▸ Set exercise
Format each line of the data below as a JSON list of strings, one string per line, with blank lines omitted. Include all of the data, but leave out the pictures.

--- START ---

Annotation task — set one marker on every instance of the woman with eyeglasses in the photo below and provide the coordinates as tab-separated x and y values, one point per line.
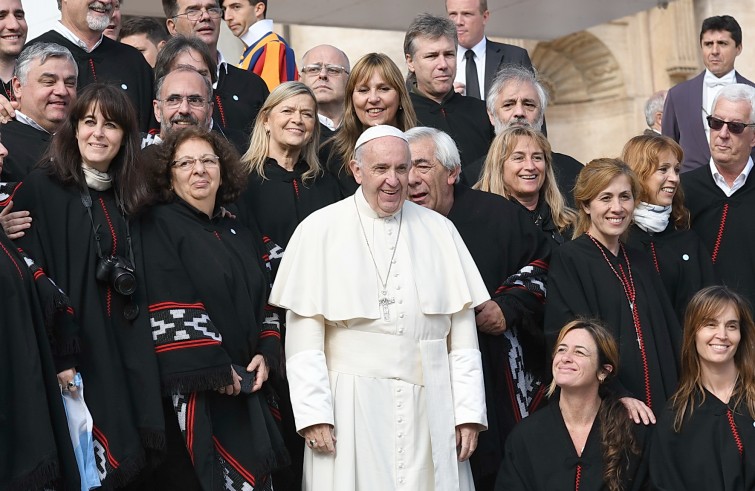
375	94
596	274
582	440
705	438
82	199
661	221
207	289
285	185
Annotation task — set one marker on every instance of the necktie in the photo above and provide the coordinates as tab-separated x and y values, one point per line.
473	84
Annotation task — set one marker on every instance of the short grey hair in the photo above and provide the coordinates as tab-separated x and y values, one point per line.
161	81
41	52
737	93
515	73
446	151
653	106
429	26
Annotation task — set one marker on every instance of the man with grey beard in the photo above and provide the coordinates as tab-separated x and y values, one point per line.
99	58
517	98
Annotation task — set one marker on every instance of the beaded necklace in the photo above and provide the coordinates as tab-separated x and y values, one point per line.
627	283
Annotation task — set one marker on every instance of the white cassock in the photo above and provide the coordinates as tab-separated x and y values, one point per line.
394	380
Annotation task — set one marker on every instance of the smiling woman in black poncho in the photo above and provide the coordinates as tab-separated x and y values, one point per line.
207	290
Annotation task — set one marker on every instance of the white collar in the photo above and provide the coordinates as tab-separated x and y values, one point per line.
710	80
68	34
256	31
738	182
24	119
479	49
221	63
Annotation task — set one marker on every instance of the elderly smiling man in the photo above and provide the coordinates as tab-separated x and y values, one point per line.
99	58
381	350
511	255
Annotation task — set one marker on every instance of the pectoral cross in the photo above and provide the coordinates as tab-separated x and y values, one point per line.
384	302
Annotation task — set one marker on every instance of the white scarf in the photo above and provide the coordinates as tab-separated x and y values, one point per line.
652	218
99	181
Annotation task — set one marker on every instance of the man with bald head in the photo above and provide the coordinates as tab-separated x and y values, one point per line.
385	355
325	69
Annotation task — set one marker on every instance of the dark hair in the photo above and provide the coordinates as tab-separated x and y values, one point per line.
344	140
155	31
723	23
233	177
617	438
706	305
182	44
63	158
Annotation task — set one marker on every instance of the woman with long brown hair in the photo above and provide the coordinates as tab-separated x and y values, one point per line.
582	439
705	437
661	221
596	274
519	167
375	94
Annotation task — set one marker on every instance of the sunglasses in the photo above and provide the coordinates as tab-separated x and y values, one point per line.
736	128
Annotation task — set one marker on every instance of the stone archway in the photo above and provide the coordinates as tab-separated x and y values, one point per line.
578	68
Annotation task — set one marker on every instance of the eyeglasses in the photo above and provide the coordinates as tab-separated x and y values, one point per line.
735	127
209	161
195	14
173	101
317	68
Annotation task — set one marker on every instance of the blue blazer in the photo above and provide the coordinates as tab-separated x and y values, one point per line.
683	121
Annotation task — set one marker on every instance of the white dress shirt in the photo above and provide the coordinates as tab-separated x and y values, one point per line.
738	182
461	64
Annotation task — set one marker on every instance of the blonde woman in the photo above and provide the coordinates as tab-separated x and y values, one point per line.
519	167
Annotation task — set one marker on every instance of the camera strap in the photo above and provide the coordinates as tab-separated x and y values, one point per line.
86	200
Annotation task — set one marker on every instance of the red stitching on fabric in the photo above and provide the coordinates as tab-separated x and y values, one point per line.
655	257
734	432
20	274
110	226
221	110
720	234
91	67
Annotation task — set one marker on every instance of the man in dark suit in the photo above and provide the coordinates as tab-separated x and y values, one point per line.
654	112
470	17
689	103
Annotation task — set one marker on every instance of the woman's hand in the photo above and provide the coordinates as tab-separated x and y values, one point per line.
320	438
14	223
258	363
638	411
234	388
466	440
65	381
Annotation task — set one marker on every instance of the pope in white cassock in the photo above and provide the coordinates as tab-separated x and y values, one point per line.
381	346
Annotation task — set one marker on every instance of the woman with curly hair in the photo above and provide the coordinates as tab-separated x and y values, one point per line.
207	289
375	94
597	274
583	439
705	437
519	167
661	221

--- END ---

▸ Exercise result
[
  "Annotation task — set one marker on every instance of the woman with eyeglasses in the photo below and provide the coordinates as tab-separated x and y values, one point per line.",
  "375\t94",
  "596\t274",
  "582\t440",
  "705\t438",
  "82\t199",
  "661\t221",
  "207\t289",
  "285\t185",
  "Annotation task — set one marker on every instance of the necktie in the photo above and provide the coordinates as tab-separated x and y values, one point per line.",
  "473\t84",
  "Annotation task — set one marker on every instance of the short grey hair in the photo above and provide the coordinates as tab-separated x and y values, one point per line.",
  "161\t81",
  "41\t52",
  "737\t93",
  "515\t73",
  "446\t151",
  "653\t106",
  "429\t26",
  "Annotation task — set one marker on every instance of the man with grey beard in the photo above and provide the coordinates as tab-separated x and y values, one point per line.",
  "99\t58",
  "517\t98",
  "Annotation task — set one marker on every instance of the beaded necklace in the photo above and provide the coordinates as tab-separated x and y values, one point per line.",
  "627\t283",
  "Annotation task — set one marker on every instance of the white cassock in the photo above and provide the coordinates as tab-separated x and y values, one point per line.",
  "394\t380",
  "Annotation task — set one marker on every instance of the smiling woman in black poncho in the photo above and provide the coordinates as tab-separated x and y values, one point per line.",
  "207\t290",
  "Annotation task — set one marker on every instance of the white collar in the photo above and provide the coordinates as tab-separated x and y values, one point per line.",
  "710\t80",
  "68\t34",
  "256\t31",
  "738\t182",
  "24\t119",
  "479\t49",
  "221\t63",
  "Annotation task — set one marker on every instance of the elderly smiling man in the photo above and provide the coordinates as tab-separated x and y values, one point per line.",
  "99\t58",
  "381\t350",
  "511\t255",
  "Annotation task — set one marker on every instance of the pectoral cross in the photo above and provide the coordinates as tab-separated x and y values, one point per line.",
  "384\t302",
  "Annotation task — set one marker on every instance of the white scarf in the photo above and provide the coordinates as tab-separated x and y values, one point per line.",
  "652\t218",
  "99\t181",
  "Annotation task — set one marker on every instance of the man with bald head in the photo above and provide the coordinates as tab-separated x and y values, one point per line.",
  "385\t355",
  "325\t69",
  "Annotation task — set one marker on every instance of the dark hair in the photo above and provide the coordinates as tab-separated x and y values, one point per line.",
  "344\t140",
  "155\t31",
  "723\t23",
  "233\t177",
  "617\t438",
  "706\t305",
  "182\t44",
  "63\t158",
  "Annotation task — set one marker on every instance of the woman with long brown hair in the photo above and provide the coordinates as tab-separated x and y values, one point per line.",
  "582\t439",
  "705\t437",
  "661\t221",
  "596\t274",
  "519\t167",
  "375\t94",
  "Annotation task — set one marker on every instance of the sunglasses in the photo above and provide the coordinates as tab-separated x and y values, one point per line.",
  "736\t128",
  "Annotation task — set one marker on every instance of the stone archway in the photo above and provide the coordinates as tab-separated x and y values, one point per line.",
  "578\t68",
  "Annotation task — set one marker on every instance of the eyeglasses in the photo above and provide the coordinates as tab-separated x and y values, one point per line.",
  "735\t127",
  "209\t161",
  "195\t14",
  "173\t101",
  "317\t68",
  "Annotation task — set one marker on every instance of the blue blazer in the photo above and provide the coordinates as tab-separated x and y values, one point per line.",
  "683\t121",
  "Annotation task — set one marker on every instance of the white dress shirt in the photo above and provide the coordinates as tab-separated x and y values, one point per line.",
  "738\t182",
  "461\t64",
  "Annotation task — set one marker on every instance of the blonde woman in the photo above and provide the coordinates as tab-separated x and y values, one point per line.",
  "519\t167",
  "Annotation task — set one marker on every instance of the camera strap in the photo above and provide the coordinates as tab-separated x and y values, one point per line.",
  "86\t200",
  "Annotation task — set one marker on every instance of the red stitching on fabric in the photo above and provide the coordinates as tab-separated x and y values, one point per line.",
  "655\t257",
  "734\t432",
  "20\t274",
  "110\t226",
  "221\t110",
  "720\t234",
  "91\t67",
  "Annotation task — set one marker on every instance of the man in dark suit in the photo above and provide the coordinates as tab-separated x and y values, one point per line.",
  "654\t112",
  "470\t17",
  "689\t103",
  "Annotation task — set one marker on every instance of the woman's hand in the photo above and provide the coordinates as tab-separated x and y values, one point per line.",
  "320\t438",
  "14\t223",
  "258\t363",
  "638\t411",
  "234\t388",
  "466\t440",
  "65\t381",
  "Annotation task — set one marker on every instance of the pope in white cassock in the photo above and provide the coordinates as tab-separated x and y values, one point per line.",
  "381\t346",
  "Annotation task — set one marker on every instance of the woman with curly hair in the photo above and provide the coordinates as tab-separated x and y values, one point per line.",
  "207\t289",
  "375\t94",
  "597\t274",
  "583\t439",
  "705\t437",
  "519\t167",
  "661\t221"
]